Exercise requirements:
[1] Print the passage of the copper-tube cooling notes starting at "C)Be careful with" and ending at "under N2 blanket.", word for word.
[2] Carry on the notes about water cooling through copper tubing, picking up after their final sentence.
[Text under study]
Perry Chem Engg handbook gives guidance on the correction factors to be used for helical tubing with the base Dittus Boelter / Sieder Tate equation for the inside htc for the Cu tubing (between the tube ID and water).
B)To be cautious, I would only use say 80% of the Cu tube OD surface area when computing the heat transferred from the SS cylinder to the Cu tube, and coincidentally make some allowance for the fact that not all the Cu tube external surface will be at close to 500degC. A quantified estimate of this mean external surface temp can be made with input of the mean thickness of the conducting cement - so this is a thermal conductivity calc only.
C)Be careful with using water here - a critical calc will be to compute the Cu tube inside ID film temp, which must be estimated to be less than the boiling point of water at the min operating pressure of the flowing water. Else switch out for a higher boiling point coolant -see (E).
D)Purity of the circulating water will also be critical; use inhibited demineralised or DI water to avoid scaling; keep the DI / DM recirculating system expansion drum under N2 blanket.
[/Text under study]
[Material supplied]
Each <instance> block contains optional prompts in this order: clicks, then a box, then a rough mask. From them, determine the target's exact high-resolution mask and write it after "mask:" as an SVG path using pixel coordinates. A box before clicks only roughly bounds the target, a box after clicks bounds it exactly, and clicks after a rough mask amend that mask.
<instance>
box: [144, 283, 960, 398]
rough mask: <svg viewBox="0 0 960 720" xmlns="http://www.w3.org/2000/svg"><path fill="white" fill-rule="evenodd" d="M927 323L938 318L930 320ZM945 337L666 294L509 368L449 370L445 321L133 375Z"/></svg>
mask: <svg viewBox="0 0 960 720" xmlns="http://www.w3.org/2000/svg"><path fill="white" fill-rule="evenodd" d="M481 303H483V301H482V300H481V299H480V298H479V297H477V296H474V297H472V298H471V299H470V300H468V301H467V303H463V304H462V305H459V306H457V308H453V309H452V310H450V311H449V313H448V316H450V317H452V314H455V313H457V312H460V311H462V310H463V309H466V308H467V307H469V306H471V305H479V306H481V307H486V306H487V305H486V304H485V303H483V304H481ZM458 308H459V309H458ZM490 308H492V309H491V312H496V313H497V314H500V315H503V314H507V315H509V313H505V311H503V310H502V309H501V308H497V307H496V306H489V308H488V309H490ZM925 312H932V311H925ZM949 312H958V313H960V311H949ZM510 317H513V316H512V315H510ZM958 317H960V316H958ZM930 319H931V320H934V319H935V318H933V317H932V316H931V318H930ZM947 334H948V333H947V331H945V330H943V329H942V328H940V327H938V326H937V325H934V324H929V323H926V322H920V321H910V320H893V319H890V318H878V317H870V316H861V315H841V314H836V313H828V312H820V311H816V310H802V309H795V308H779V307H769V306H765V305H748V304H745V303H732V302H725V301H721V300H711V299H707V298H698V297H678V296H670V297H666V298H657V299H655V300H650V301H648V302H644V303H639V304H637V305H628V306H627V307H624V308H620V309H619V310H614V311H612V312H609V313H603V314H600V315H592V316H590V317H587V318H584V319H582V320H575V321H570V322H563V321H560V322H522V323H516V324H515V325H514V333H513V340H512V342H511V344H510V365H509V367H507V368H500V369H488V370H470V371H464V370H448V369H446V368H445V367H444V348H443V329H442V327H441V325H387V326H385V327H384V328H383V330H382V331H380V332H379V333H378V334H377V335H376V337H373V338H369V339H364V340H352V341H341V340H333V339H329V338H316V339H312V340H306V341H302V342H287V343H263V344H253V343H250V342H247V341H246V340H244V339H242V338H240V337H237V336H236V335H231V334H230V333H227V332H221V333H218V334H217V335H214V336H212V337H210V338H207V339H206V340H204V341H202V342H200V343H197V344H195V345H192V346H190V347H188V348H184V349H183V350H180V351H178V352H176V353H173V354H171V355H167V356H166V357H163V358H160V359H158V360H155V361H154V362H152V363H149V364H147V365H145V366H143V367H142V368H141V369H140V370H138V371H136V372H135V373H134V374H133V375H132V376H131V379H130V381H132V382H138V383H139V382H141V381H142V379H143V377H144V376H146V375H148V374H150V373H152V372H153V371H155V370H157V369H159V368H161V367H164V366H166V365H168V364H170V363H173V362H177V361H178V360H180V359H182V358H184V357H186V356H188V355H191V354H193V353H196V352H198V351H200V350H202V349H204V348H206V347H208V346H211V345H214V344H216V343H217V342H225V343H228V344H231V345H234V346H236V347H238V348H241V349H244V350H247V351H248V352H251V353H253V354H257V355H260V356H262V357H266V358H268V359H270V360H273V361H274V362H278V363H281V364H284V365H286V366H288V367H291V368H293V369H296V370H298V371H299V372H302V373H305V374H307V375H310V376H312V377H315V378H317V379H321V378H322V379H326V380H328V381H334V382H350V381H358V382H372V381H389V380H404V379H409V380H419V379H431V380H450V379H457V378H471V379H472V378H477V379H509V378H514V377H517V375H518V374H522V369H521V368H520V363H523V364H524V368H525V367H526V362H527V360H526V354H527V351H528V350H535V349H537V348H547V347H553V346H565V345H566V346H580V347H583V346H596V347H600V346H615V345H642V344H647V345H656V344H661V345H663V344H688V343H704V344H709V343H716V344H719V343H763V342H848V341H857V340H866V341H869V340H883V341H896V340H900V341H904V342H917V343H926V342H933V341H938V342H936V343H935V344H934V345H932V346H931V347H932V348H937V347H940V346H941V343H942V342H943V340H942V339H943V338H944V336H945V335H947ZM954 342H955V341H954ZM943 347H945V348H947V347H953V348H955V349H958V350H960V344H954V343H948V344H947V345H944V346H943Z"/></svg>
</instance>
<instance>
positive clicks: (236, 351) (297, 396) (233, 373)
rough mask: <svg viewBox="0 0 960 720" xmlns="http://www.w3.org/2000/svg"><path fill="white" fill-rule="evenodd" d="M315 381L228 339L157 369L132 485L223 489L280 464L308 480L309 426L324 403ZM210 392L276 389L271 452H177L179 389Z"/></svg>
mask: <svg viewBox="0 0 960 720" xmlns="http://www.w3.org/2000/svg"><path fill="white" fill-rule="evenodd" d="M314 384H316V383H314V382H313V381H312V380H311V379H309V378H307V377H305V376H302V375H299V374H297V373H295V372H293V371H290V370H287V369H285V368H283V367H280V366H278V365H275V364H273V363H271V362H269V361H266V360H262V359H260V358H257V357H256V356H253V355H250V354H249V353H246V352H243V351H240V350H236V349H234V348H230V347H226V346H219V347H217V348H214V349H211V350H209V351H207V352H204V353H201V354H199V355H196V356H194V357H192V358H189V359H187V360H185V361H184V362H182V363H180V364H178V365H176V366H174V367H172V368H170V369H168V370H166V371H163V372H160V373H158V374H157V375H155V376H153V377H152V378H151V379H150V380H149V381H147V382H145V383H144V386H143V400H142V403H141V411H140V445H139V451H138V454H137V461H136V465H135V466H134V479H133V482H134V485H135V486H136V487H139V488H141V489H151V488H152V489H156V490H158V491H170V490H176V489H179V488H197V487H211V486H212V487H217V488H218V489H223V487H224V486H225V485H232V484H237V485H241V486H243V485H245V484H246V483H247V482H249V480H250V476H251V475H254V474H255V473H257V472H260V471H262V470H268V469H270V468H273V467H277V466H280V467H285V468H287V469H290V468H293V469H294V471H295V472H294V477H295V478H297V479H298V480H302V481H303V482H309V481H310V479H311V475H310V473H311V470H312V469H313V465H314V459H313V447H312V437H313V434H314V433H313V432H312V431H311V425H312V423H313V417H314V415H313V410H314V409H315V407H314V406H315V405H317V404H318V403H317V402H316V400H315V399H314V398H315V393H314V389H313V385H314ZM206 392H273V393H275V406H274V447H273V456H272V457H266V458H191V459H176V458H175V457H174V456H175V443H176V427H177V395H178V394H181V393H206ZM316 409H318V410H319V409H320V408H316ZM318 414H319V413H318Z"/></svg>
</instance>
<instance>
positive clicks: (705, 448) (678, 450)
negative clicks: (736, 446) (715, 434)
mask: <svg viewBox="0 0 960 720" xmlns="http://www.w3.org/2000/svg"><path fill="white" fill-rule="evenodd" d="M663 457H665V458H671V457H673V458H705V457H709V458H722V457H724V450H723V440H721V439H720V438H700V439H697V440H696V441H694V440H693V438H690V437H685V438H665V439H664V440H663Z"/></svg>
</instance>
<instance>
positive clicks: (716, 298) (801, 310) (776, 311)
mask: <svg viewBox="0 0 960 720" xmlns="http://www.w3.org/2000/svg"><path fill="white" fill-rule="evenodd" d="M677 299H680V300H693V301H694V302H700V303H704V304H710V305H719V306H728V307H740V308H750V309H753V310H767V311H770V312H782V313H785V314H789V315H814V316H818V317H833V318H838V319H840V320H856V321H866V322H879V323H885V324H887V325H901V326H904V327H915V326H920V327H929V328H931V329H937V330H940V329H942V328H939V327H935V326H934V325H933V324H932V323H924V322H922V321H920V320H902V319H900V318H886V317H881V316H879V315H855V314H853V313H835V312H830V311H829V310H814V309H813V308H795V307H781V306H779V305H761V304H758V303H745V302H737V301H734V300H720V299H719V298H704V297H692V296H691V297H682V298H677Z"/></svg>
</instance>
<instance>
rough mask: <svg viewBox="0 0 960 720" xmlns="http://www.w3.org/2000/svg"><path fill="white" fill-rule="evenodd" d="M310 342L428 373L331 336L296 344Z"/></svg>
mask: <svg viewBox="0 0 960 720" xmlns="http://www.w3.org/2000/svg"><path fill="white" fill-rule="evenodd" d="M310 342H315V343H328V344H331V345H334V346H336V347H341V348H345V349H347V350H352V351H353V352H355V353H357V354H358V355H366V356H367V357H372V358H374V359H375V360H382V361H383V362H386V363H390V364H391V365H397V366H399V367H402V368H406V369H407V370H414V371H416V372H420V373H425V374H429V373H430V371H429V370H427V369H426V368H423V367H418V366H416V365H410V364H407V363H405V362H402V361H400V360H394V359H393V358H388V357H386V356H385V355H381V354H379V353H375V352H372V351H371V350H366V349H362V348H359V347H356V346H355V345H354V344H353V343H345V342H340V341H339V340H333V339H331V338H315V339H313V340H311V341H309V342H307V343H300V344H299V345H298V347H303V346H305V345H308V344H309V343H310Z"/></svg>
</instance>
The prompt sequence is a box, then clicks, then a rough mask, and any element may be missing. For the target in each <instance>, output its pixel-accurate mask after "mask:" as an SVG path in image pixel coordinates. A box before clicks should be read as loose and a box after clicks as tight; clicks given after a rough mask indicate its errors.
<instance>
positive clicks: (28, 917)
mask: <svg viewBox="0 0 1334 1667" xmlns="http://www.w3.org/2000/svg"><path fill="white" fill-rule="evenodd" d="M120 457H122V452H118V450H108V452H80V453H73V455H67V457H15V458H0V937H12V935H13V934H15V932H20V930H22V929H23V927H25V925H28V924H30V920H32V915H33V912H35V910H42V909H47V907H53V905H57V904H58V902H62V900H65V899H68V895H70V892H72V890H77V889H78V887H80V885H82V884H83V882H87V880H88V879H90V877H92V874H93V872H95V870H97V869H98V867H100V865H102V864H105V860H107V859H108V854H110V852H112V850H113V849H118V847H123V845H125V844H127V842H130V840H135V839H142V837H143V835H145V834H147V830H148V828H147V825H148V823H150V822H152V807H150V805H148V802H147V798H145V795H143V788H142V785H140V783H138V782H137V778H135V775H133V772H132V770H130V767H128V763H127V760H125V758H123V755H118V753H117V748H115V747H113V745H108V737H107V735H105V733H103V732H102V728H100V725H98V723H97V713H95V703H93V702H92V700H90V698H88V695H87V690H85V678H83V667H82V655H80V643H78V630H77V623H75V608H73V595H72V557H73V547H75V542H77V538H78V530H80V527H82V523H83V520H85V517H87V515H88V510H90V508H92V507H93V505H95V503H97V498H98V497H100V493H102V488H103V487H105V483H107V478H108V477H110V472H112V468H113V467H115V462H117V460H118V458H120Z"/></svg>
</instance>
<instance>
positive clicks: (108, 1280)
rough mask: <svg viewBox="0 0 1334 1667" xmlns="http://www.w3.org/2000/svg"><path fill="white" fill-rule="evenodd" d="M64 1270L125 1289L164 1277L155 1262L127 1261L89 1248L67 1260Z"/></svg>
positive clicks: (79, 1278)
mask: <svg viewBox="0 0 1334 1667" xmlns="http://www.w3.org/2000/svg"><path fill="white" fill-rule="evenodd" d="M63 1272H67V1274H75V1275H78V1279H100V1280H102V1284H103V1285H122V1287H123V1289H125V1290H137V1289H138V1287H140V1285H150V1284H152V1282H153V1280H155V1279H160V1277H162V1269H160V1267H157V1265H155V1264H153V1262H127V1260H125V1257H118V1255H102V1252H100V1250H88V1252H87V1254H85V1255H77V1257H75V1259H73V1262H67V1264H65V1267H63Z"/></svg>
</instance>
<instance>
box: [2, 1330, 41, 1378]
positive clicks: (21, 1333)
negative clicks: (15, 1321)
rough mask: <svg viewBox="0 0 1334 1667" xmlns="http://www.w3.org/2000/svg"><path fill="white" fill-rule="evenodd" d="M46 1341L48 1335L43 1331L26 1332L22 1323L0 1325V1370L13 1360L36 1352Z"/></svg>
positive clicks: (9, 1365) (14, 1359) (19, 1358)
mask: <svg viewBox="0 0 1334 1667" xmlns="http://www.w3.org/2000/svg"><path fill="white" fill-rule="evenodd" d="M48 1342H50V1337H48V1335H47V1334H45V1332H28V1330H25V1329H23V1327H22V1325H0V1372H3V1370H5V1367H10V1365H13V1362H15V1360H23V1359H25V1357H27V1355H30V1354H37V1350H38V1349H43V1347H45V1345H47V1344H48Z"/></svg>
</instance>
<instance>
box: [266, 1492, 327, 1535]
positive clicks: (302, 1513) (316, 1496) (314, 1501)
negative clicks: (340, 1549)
[/Material supplied]
Answers given:
[1]
C)Be careful with using water here - a critical calc will be to compute the Cu tube inside ID film temp, which must be estimated to be less than the boiling point of water at the min operating pressure of the flowing water. Else switch out for a higher boiling point coolant -see (E).
D)Purity of the circulating water will also be critical; use inhibited demineralised or DI water to avoid scaling; keep the DI / DM recirculating system expansion drum under N2 blanket.

[2]
E)A safe bet to avoid vapor blanketing / vapor lockup in these tubes is to switch out water with some high temperature stabilised hot oil, which could one of the popular Therminol HTFs' or similar mineral oils from ExxonMobil / Shell / Chevron etc. Select the hot oil which has a max continous permitted film temp > the computed max film temp in the Cu tube ID surface.
 
If you have a flame heating a wall, and are going to assume a wall temperature of 500C, why not just jump ahead and assume the final answer? You will be just as accurate.

I cannot add much to George's reply except that such coils are usually attached using the process of furnace brazing. Without doing this your heat transfer coefficient will be at least a factor of 10 lower.
 
Your water is inside the copper tubes, which are wrapped around the (assumed) 500 deg C wall of the cylinder, right?

SO, how are you keeping the water from boiling, or are you assuming the copper pipes ARE pressurized and so are falling into ALL of the pressure vessel and boiler construction laws and certifications? If the wall temperature were much, much less - say 125 or 150 degrees, water could "possibly" be assumed to be in the tubes, even though portions of the tube near the wall are over 100 deg C. But you have a boiler present, multiphase flow and or very high pressure.
 
Many thanks for your the replies with Some really useful suggestions.

The contact between the cylinder and tube is not that good. Therefore, burying the tube is a good suggestion.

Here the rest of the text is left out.